Dataset entries:

• • •

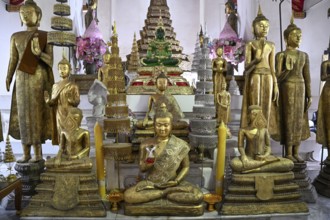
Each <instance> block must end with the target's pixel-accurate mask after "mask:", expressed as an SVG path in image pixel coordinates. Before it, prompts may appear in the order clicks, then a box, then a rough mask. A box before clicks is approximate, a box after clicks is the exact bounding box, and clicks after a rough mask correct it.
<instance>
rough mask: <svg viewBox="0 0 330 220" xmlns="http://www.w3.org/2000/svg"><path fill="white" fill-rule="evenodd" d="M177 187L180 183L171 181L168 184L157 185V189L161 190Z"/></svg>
mask: <svg viewBox="0 0 330 220" xmlns="http://www.w3.org/2000/svg"><path fill="white" fill-rule="evenodd" d="M177 185H178V181H176V180H170V181H168V182H167V183H163V184H156V187H157V188H160V189H165V188H168V187H173V186H177Z"/></svg>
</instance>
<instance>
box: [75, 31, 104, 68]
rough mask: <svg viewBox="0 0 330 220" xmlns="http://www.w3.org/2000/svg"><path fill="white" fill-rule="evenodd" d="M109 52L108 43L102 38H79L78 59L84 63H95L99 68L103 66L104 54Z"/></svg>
mask: <svg viewBox="0 0 330 220" xmlns="http://www.w3.org/2000/svg"><path fill="white" fill-rule="evenodd" d="M106 50H107V45H106V43H105V42H104V41H103V40H102V39H100V38H93V37H86V38H83V37H77V50H76V57H77V58H78V59H80V60H83V61H84V63H90V64H92V63H95V64H96V66H97V68H100V67H101V66H102V65H103V58H102V56H103V54H104V53H105V52H106Z"/></svg>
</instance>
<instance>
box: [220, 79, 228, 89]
mask: <svg viewBox="0 0 330 220" xmlns="http://www.w3.org/2000/svg"><path fill="white" fill-rule="evenodd" d="M226 89H227V83H226V81H225V80H224V82H222V83H221V90H224V91H226Z"/></svg>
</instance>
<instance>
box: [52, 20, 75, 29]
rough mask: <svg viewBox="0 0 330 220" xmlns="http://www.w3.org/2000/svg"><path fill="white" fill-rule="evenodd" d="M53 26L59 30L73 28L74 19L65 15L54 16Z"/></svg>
mask: <svg viewBox="0 0 330 220" xmlns="http://www.w3.org/2000/svg"><path fill="white" fill-rule="evenodd" d="M51 28H52V29H54V30H59V31H70V30H72V20H71V19H70V18H64V17H52V20H51Z"/></svg>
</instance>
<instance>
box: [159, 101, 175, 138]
mask: <svg viewBox="0 0 330 220" xmlns="http://www.w3.org/2000/svg"><path fill="white" fill-rule="evenodd" d="M172 122H173V116H172V114H171V113H170V112H169V111H167V107H166V105H165V103H162V104H161V105H160V108H159V109H157V112H156V114H155V116H154V128H155V133H156V136H157V137H160V138H167V137H169V136H170V135H171V132H172Z"/></svg>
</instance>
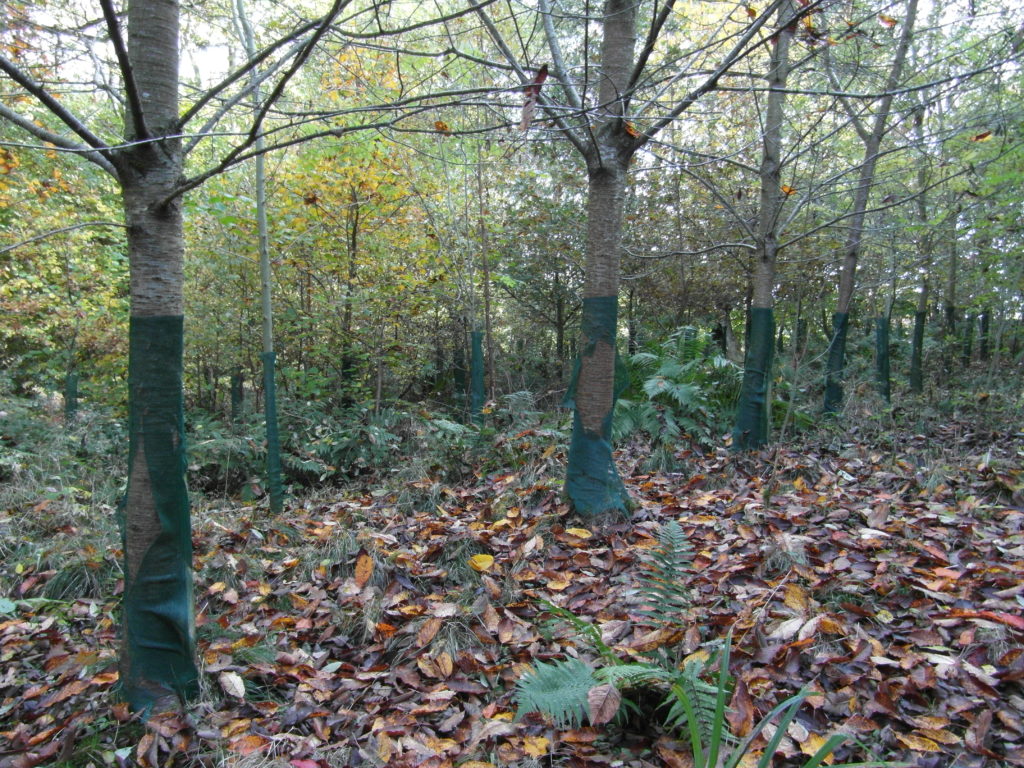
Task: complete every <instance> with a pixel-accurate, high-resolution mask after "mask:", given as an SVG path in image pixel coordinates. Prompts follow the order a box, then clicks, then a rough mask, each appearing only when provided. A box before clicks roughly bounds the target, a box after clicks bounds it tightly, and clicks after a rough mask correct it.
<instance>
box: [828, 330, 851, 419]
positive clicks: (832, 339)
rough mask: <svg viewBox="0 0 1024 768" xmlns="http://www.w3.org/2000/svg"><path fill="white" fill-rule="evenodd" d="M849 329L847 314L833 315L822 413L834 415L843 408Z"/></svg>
mask: <svg viewBox="0 0 1024 768" xmlns="http://www.w3.org/2000/svg"><path fill="white" fill-rule="evenodd" d="M849 328H850V314H849V313H848V312H835V313H834V314H833V336H831V341H830V342H829V343H828V361H827V364H826V368H825V398H824V412H825V413H826V414H835V413H836V412H837V411H839V410H840V408H841V407H842V406H843V369H844V367H845V365H846V334H847V332H848V331H849Z"/></svg>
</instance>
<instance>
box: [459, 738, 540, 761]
mask: <svg viewBox="0 0 1024 768" xmlns="http://www.w3.org/2000/svg"><path fill="white" fill-rule="evenodd" d="M550 745H551V739H549V738H545V737H544V736H525V737H524V738H523V740H522V749H523V750H524V751H525V752H526V754H527V755H529V756H530V757H531V758H543V757H544V756H545V755H547V754H548V748H549V746H550ZM463 765H465V763H464V764H463Z"/></svg>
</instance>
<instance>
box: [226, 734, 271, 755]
mask: <svg viewBox="0 0 1024 768" xmlns="http://www.w3.org/2000/svg"><path fill="white" fill-rule="evenodd" d="M269 743H270V739H268V738H266V737H265V736H261V735H260V734H258V733H249V734H247V735H245V736H240V737H239V738H236V739H231V742H230V743H229V744H228V749H229V750H231V752H237V753H239V754H240V755H252V754H253V753H254V752H259V751H260V750H262V749H264V748H265V746H267V745H268V744H269Z"/></svg>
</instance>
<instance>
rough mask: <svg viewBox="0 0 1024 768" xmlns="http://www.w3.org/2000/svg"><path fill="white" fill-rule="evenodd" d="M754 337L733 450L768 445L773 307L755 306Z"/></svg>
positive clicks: (749, 348)
mask: <svg viewBox="0 0 1024 768" xmlns="http://www.w3.org/2000/svg"><path fill="white" fill-rule="evenodd" d="M750 328H751V334H750V336H751V338H750V345H749V346H748V348H746V358H745V360H744V362H743V385H742V387H741V389H740V390H739V403H738V406H737V408H736V424H735V427H734V428H733V430H732V450H733V451H752V450H756V449H759V447H762V446H763V445H766V444H767V443H768V432H769V430H770V427H771V412H770V409H771V397H770V394H769V392H770V389H771V366H772V358H773V355H772V348H773V346H774V342H775V315H774V312H773V311H772V308H771V307H751V316H750Z"/></svg>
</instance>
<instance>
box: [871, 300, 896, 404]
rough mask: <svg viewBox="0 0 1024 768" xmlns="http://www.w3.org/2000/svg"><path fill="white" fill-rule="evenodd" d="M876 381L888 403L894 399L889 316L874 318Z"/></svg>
mask: <svg viewBox="0 0 1024 768" xmlns="http://www.w3.org/2000/svg"><path fill="white" fill-rule="evenodd" d="M874 379H876V383H877V384H878V387H879V394H881V395H882V396H883V397H884V398H885V401H886V402H890V401H891V399H892V384H891V381H890V370H889V316H888V315H885V314H883V315H880V316H878V317H876V318H874Z"/></svg>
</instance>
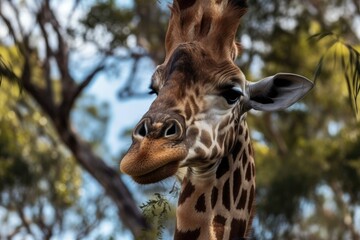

• • •

In the copy, omit the pictures and reproduce every entry exactly.

[RESULT FOR THIS TASK]
Each <instance> block must end with the target's pixel-accurate mask after "mask:", expressed as an SVG path in image pixel coordinates. Before it, prompts may appear in the order clicks, then a box, then a rough mask. A box before clicks is approximate, a box after clicks is the exact bounding box, and clicks after a rough mask correct it.
<instance>
rough mask: <svg viewBox="0 0 330 220" xmlns="http://www.w3.org/2000/svg"><path fill="white" fill-rule="evenodd" d="M177 187L180 183L171 181L168 184L157 185V189L161 190Z"/></svg>
mask: <svg viewBox="0 0 330 220" xmlns="http://www.w3.org/2000/svg"><path fill="white" fill-rule="evenodd" d="M177 185H178V181H176V180H170V181H168V182H167V183H163V184H156V187H157V188H160V189H165V188H168V187H173V186H177Z"/></svg>
</instance>
<instance>
box: [75, 31, 104, 68]
rough mask: <svg viewBox="0 0 330 220" xmlns="http://www.w3.org/2000/svg"><path fill="white" fill-rule="evenodd" d="M109 52L108 43L102 38H79L78 59L84 63H95L99 68L103 66L104 54Z"/></svg>
mask: <svg viewBox="0 0 330 220" xmlns="http://www.w3.org/2000/svg"><path fill="white" fill-rule="evenodd" d="M106 50H107V45H106V43H105V42H104V41H103V40H102V39H100V38H93V37H86V38H83V37H77V50H76V57H77V58H78V59H80V60H83V61H84V63H90V64H92V63H95V64H96V66H97V68H100V67H101V66H102V65H103V58H102V56H103V54H104V53H105V52H106Z"/></svg>
</instance>
<instance>
box: [220, 79, 228, 89]
mask: <svg viewBox="0 0 330 220" xmlns="http://www.w3.org/2000/svg"><path fill="white" fill-rule="evenodd" d="M226 89H227V83H226V81H225V80H224V82H222V83H221V90H224V91H226Z"/></svg>
</instance>
<instance>
box: [52, 20, 75, 29]
rough mask: <svg viewBox="0 0 330 220" xmlns="http://www.w3.org/2000/svg"><path fill="white" fill-rule="evenodd" d="M53 26L59 30L73 28L74 19L65 15L54 16Z"/></svg>
mask: <svg viewBox="0 0 330 220" xmlns="http://www.w3.org/2000/svg"><path fill="white" fill-rule="evenodd" d="M51 28H52V29H54V30H59V31H70V30H72V20H71V19H70V18H64V17H52V20H51Z"/></svg>
</instance>
<instance>
box: [159, 101, 175, 138]
mask: <svg viewBox="0 0 330 220" xmlns="http://www.w3.org/2000/svg"><path fill="white" fill-rule="evenodd" d="M172 122H173V116H172V114H171V113H170V112H169V111H167V107H166V105H165V103H162V104H161V105H160V108H159V109H157V112H156V114H155V116H154V128H155V133H156V136H157V137H160V138H167V137H169V136H170V135H171V132H172Z"/></svg>
</instance>
Task: complete every <instance> with a pixel-accurate, high-resolution mask after "mask:", given as an SVG path in image pixel coordinates. Prompts follow the order a box, then clicks, then a rough mask, each appearing only when provided. A box before clicks roughly bounds the target, a box after clicks bounds it tightly, and clicks after a rough mask correct it.
<instance>
box: [828, 330, 851, 419]
positive clicks: (832, 339)
rough mask: <svg viewBox="0 0 1024 768" xmlns="http://www.w3.org/2000/svg"><path fill="white" fill-rule="evenodd" d="M849 329L847 314L833 315L822 413L834 415L843 408Z"/></svg>
mask: <svg viewBox="0 0 1024 768" xmlns="http://www.w3.org/2000/svg"><path fill="white" fill-rule="evenodd" d="M849 328H850V314H849V313H848V312H835V313H834V314H833V336H831V341H830V342H829V343H828V361H827V364H826V368H825V398H824V412H825V413H826V414H835V413H836V412H837V411H839V410H840V408H841V407H842V406H843V369H844V367H845V365H846V334H847V332H848V331H849Z"/></svg>
</instance>
<instance>
box: [459, 738, 540, 761]
mask: <svg viewBox="0 0 1024 768" xmlns="http://www.w3.org/2000/svg"><path fill="white" fill-rule="evenodd" d="M550 745H551V739H549V738H545V737H544V736H525V737H524V738H523V740H522V749H523V750H524V751H525V752H526V754H527V755H529V756H530V757H531V758H543V757H544V756H545V755H547V754H548V748H549V746H550ZM463 765H465V763H464V764H463Z"/></svg>
</instance>
<instance>
box: [226, 734, 271, 755]
mask: <svg viewBox="0 0 1024 768" xmlns="http://www.w3.org/2000/svg"><path fill="white" fill-rule="evenodd" d="M269 743H270V739H268V738H266V737H265V736H261V735H260V734H258V733H249V734H247V735H245V736H240V737H239V738H236V739H231V742H230V743H229V744H228V749H229V750H231V752H237V753H239V754H240V755H252V754H253V753H254V752H259V751H260V750H262V749H264V748H265V746H267V745H268V744H269Z"/></svg>
</instance>
<instance>
rough mask: <svg viewBox="0 0 1024 768" xmlns="http://www.w3.org/2000/svg"><path fill="white" fill-rule="evenodd" d="M754 337L733 450L768 445L773 307L755 306Z"/></svg>
positive clicks: (749, 348)
mask: <svg viewBox="0 0 1024 768" xmlns="http://www.w3.org/2000/svg"><path fill="white" fill-rule="evenodd" d="M750 328H751V334H750V336H751V338H750V345H749V346H748V348H746V358H745V360H744V362H743V385H742V387H741V389H740V390H739V403H738V406H737V408H736V424H735V427H734V428H733V430H732V450H733V451H752V450H756V449H759V447H762V446H763V445H766V444H767V443H768V432H769V430H770V427H771V412H770V409H771V397H770V394H769V392H770V389H771V366H772V358H773V355H772V348H773V346H774V342H775V315H774V312H773V311H772V308H771V307H751V316H750Z"/></svg>
</instance>
<instance>
box: [871, 300, 896, 404]
rough mask: <svg viewBox="0 0 1024 768" xmlns="http://www.w3.org/2000/svg"><path fill="white" fill-rule="evenodd" d="M876 381L888 403L894 399L889 316L874 318Z"/></svg>
mask: <svg viewBox="0 0 1024 768" xmlns="http://www.w3.org/2000/svg"><path fill="white" fill-rule="evenodd" d="M874 379H876V383H877V384H878V387H879V394H881V395H882V396H883V397H884V398H885V401H886V402H890V401H891V399H892V384H891V381H890V370H889V316H888V315H885V314H883V315H880V316H878V317H876V318H874Z"/></svg>
</instance>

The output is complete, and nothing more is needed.